Вопросы для ответа
a. Ответьте на вопросы по фрагменту о капитуляции:
(i) Что держал в руке турецкий офицер, показавшийся верхом на мосту?
(ii) На какой дороге стоял в то утро генерал Скобелев?
(iii) Чем турки ответили на сигнал, когда генерал Скобелев и другие офицеры замахали белыми платками?
b. Воспроизведите дословно часть фрагмента о капитуляции, начиная со слов «В это время» и заканчивая словами «всадника ускакали назад.».

Фрагмент текста
=-=-=
Продолжительный и громкий крик раздался среди нашей армии, когда показался белый флаг и было понято его значение: это был крик радости, разносившийся по всей этой печальной равнине и отдававшийся громким эхом от угрюмых обрывистых скал, высившихся над этой сценой. Нотка удовольствия, ясно звучавшая в этом крике, ясно показывала, как сильно наскучило нашим солдатам это продолжительное, скучное сидение в зимние месяцы, среди снега и грязи, вокруг этого неприступного укрепления. Было ясно, что тяжёлое бремя спало у всех с сердца. Минуту спустя на мосту показался верхом турецкий офицер с белым флагом в руке. Он поехал к командиру гренадер, генералу Ганецкому, пробыл у него с минуту и затем поехал назад. Оказалось, что он был офицер низшего ранга и вернулся потому, что генерал Ганецкой сказал ему, чтобы был прислан офицер в чине паши для переговоров об условиях капитуляции.
В это время человек тридцать или сорок во главе с генералом Скобелевым, стоявшим в это утро на Софийской дороге, поехали по дороге к мосту в районе турецких выстрелов, опасаясь, что турецкие солдаты, стоявшие кучами по дороге за мостом, по утёсам, свешивающимся над Видом, вздумают открыть огонь. Остановившись невдалеке от моста, генерал Скобелев и два-три других офицера замахали белыми платками. На этот сигнал дружбы турки отвечали размахиванием большим куском белой кисеи, привязанным на палку. Затем выехали впереди два всадника, причём у каждого был в руках белый флаг. Переехав через мост, они приблизились к всадникам с Скобелевым во главе. Произошёл минутный разговор с переводчиком генерала Скобелева, и затем было сообщено, что выехал сам Осман, и оба всадника ускакали назад.
=-=-=
Записанные сведения
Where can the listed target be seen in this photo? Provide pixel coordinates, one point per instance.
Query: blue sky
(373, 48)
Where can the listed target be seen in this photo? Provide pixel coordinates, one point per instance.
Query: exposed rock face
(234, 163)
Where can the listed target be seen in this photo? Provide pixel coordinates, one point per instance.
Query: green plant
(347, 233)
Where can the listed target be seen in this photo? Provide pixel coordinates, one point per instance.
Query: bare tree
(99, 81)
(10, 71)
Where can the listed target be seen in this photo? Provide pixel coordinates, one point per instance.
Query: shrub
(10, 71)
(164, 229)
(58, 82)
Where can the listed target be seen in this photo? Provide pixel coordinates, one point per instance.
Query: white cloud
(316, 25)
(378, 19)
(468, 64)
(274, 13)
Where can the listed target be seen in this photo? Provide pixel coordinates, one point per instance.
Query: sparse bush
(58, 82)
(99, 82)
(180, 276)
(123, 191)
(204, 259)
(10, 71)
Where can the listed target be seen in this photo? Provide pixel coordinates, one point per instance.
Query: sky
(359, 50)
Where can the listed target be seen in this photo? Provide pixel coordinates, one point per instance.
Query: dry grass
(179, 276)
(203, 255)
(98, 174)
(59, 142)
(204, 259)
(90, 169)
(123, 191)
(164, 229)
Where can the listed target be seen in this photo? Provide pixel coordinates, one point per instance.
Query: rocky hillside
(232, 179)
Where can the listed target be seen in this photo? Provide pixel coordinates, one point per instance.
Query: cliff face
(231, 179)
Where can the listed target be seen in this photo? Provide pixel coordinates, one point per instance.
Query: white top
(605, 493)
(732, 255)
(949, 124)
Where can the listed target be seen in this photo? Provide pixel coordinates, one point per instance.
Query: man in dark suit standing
=-=-=
Ожидаемые ответы
a.
(i) Белый флаг.
(ii) На Софийской дороге.
(iii) Размахиванием большим куском белой кисеи, привязанным на палку.

b.
В это время человек тридцать или сорок во главе с генералом Скобелевым, стоявшим в это утро на Софийской дороге, поехали по дороге к мосту в районе турецких выстрелов, опасаясь, что турецкие солдаты, стоявшие кучами по дороге за мостом, по утёсам, свешивающимся над Видом, вздумают открыть огонь. Остановившись невдалеке от моста, генерал Скобелев и два-три других офицера замахали белыми платками. На этот сигнал дружбы турки отвечали размахиванием большим куском белой кисеи, привязанным на палку. Затем выехали впереди два всадника, причём у каждого был в руках белый флаг. Переехав через мост, они приблизились к всадникам с Скобелевым во главе. Произошёл минутный разговор с переводчиком генерала Скобелева, и затем было сообщено, что выехал сам Осман, и оба всадника ускакали назад.